Short problem: Lay out the lines from the one containing "Note: in this drill the class marks the textured" through the end of the records as a JSON list of strings, one string per line, leaving out any blank lines.

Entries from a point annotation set
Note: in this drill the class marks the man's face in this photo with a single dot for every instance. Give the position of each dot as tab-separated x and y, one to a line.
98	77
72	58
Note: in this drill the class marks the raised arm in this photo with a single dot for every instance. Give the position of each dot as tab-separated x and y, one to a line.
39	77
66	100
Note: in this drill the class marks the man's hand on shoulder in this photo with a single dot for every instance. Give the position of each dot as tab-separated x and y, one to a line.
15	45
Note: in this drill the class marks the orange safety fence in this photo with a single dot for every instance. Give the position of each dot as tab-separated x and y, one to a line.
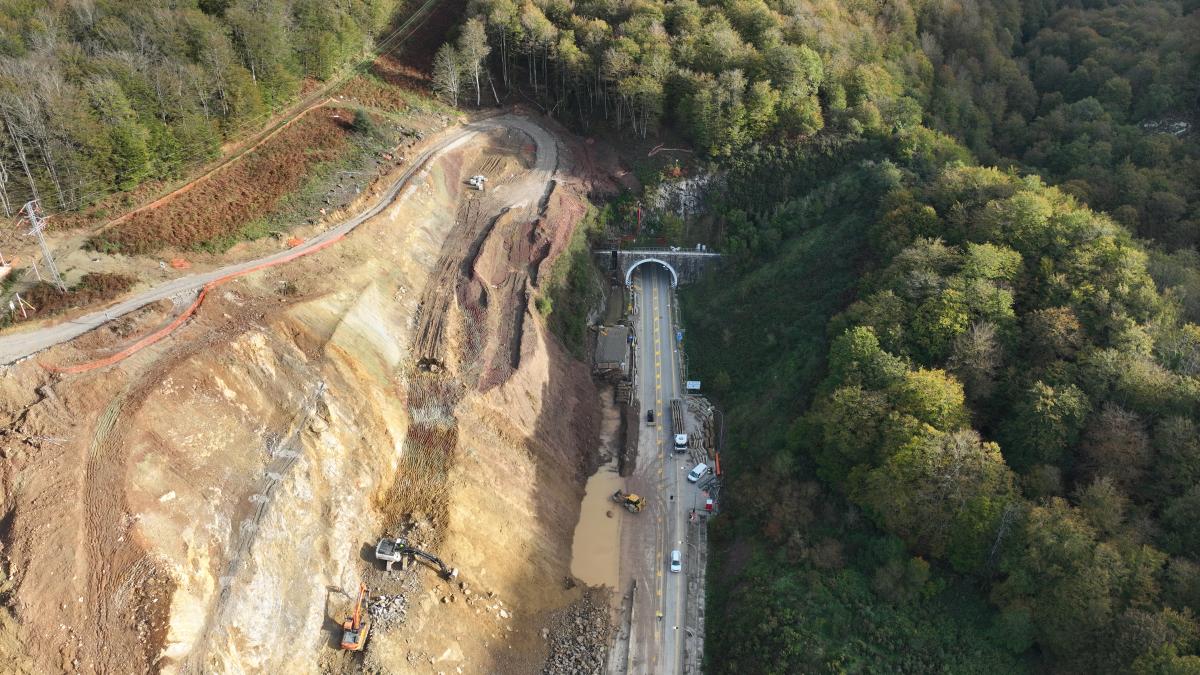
183	317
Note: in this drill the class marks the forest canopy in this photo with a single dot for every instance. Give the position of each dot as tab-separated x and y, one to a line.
99	95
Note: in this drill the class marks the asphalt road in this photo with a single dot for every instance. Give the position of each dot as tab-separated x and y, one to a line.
17	346
659	383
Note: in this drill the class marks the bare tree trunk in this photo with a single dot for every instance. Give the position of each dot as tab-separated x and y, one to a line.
45	147
21	155
4	190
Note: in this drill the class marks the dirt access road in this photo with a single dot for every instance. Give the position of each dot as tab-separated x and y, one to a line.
22	345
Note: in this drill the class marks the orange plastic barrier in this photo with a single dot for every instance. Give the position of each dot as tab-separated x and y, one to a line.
183	317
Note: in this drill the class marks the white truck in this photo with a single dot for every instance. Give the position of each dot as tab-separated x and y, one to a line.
677	426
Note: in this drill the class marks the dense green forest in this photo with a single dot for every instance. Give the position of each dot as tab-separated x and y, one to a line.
99	95
1098	97
955	340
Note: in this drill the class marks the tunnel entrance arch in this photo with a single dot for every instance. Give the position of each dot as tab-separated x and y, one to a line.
629	273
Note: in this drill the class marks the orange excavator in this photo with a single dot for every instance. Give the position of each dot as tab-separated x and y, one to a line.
354	628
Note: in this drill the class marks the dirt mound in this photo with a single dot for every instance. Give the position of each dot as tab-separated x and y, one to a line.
579	635
211	503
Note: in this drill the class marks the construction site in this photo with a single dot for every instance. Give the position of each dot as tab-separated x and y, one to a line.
301	412
375	442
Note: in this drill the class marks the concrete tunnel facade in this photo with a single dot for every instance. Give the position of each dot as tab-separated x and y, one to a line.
629	273
684	266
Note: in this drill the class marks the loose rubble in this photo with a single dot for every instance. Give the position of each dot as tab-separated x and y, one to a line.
579	635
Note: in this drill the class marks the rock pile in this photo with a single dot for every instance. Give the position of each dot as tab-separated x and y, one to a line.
388	611
579	637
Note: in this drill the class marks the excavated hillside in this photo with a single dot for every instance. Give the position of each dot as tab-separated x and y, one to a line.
211	503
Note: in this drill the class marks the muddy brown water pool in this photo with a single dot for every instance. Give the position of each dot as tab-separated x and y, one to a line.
595	551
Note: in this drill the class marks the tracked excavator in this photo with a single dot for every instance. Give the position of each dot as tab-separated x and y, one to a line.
396	550
355	627
631	502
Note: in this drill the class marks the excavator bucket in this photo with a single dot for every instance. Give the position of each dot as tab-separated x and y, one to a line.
355	627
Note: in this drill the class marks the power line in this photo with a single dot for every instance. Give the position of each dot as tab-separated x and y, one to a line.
33	211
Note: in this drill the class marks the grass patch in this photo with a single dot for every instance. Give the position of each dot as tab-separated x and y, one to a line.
573	288
95	287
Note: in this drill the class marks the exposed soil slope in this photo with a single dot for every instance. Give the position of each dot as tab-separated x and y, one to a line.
209	503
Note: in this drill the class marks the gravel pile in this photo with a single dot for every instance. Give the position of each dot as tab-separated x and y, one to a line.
579	637
388	611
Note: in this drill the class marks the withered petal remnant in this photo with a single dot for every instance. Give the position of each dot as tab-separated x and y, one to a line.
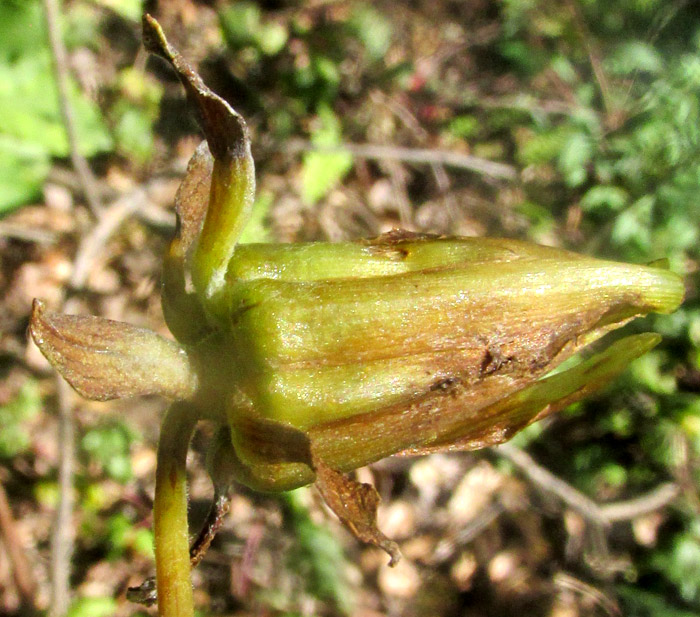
318	358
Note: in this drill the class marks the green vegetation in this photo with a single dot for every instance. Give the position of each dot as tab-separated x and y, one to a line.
596	104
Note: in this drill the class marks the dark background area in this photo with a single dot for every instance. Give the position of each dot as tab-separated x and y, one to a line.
573	123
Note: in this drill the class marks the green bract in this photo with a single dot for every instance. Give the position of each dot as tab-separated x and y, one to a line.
316	359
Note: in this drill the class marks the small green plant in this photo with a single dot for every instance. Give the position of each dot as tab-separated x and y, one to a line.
316	359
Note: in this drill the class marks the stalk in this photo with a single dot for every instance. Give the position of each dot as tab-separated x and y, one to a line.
170	514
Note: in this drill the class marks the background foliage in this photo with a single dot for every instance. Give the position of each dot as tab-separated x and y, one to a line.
595	106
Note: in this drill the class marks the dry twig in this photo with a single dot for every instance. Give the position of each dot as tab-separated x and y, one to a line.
603	515
60	62
499	171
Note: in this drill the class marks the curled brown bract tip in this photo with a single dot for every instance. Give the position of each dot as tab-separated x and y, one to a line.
224	128
104	359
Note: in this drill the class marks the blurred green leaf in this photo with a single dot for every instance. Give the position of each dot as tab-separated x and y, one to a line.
14	416
31	125
635	56
92	607
608	197
131	9
322	171
318	556
110	446
373	29
641	603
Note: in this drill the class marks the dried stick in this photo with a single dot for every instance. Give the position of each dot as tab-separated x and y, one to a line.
62	534
603	515
499	171
21	572
60	63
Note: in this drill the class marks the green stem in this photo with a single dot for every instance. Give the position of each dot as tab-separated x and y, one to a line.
170	514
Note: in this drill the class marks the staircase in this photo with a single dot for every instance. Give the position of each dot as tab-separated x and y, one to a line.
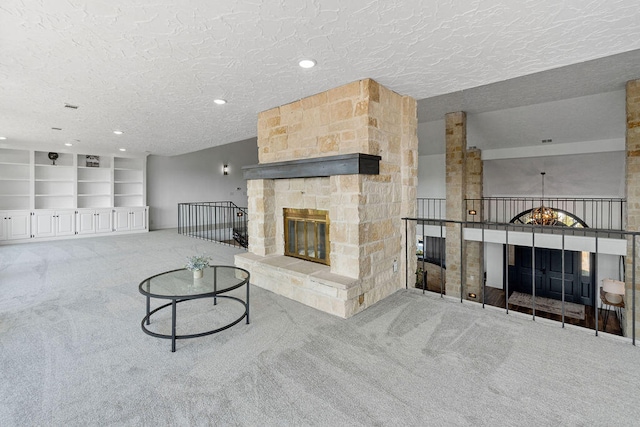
222	222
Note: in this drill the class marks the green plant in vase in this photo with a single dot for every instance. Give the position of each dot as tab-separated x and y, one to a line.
197	264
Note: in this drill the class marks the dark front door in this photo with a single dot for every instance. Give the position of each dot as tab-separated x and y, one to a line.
578	274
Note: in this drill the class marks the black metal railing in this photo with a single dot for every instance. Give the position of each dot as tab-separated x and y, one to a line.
222	222
601	213
437	227
432	208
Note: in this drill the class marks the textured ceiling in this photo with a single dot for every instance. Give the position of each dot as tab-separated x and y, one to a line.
153	68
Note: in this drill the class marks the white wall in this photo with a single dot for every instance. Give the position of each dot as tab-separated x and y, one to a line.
598	174
197	177
432	177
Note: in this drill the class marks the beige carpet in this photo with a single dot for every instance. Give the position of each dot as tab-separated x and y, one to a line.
548	305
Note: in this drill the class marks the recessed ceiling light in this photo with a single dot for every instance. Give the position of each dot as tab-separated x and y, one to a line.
307	63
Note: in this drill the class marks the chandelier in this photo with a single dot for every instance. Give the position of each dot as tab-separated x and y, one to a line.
543	215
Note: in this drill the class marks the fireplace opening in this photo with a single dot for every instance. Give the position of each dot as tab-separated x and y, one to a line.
306	234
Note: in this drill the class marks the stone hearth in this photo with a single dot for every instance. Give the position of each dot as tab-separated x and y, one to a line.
366	202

Written solution:
[
  "Note: in this drill the class marks the textured ceiling in this photo with a single dot for every instance. Give the position of each dot as tab-separated x and y, one to a line.",
  "153\t68",
  "Note: in this drill the class marks the white wall in this photo with a single dot for every instance. Give the position of each dot as tab-separated x and y, one to a line.",
  "598\t174",
  "197\t177",
  "432\t177",
  "Note: in this drill the class marks the beige carpet in this photo with a single dot for every instance. Give the position of each dot as tab-separated x and y, one to a line.",
  "548\t305",
  "Note: in this drill the class marks the recessed ceiling light in this photo with a single dot for every instance. Give the position of each dot as tab-separated x and y, one to a line.",
  "307\t63",
  "Note: in this drill the class marks the chandelier in this photo with a single dot for every instance. Give the position of each dot as tab-separated x and y, one to a line.",
  "543\t215",
  "Note: in this drill the class marks the fireplace opening in this photo with a single dot for every instance. Give the position of each dot as tab-separated x and y, one to a line.",
  "306\t234",
  "Note: in this drill the class marks the stone hearth in this photo with a single dot for every instance. Give the position of each dot as tab-separated x and y, one to a line.",
  "366\t202"
]